# TASK GOAL
A verbatim copy of all the data is required; the pictures should not appear in it.

Data excerpts
======

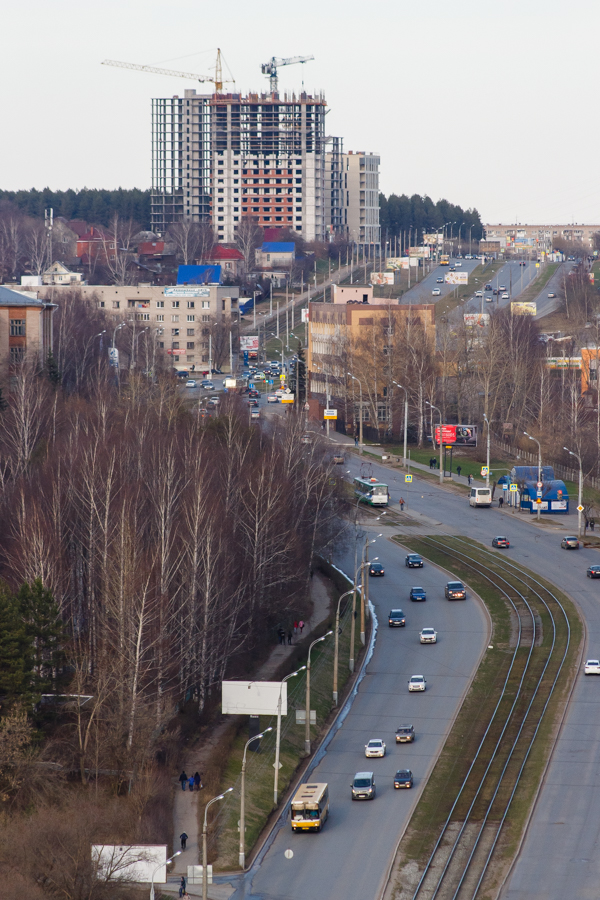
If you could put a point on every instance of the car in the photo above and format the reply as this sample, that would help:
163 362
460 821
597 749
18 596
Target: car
375 748
403 778
405 734
428 636
363 786
455 590
413 561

======

# YOUR RESPONSE
If you could put a point on every instance of the car in the photo above and format the reply as this sample, that would help:
163 362
460 821
597 749
18 596
Target: car
375 748
403 778
405 734
428 636
363 786
455 590
413 561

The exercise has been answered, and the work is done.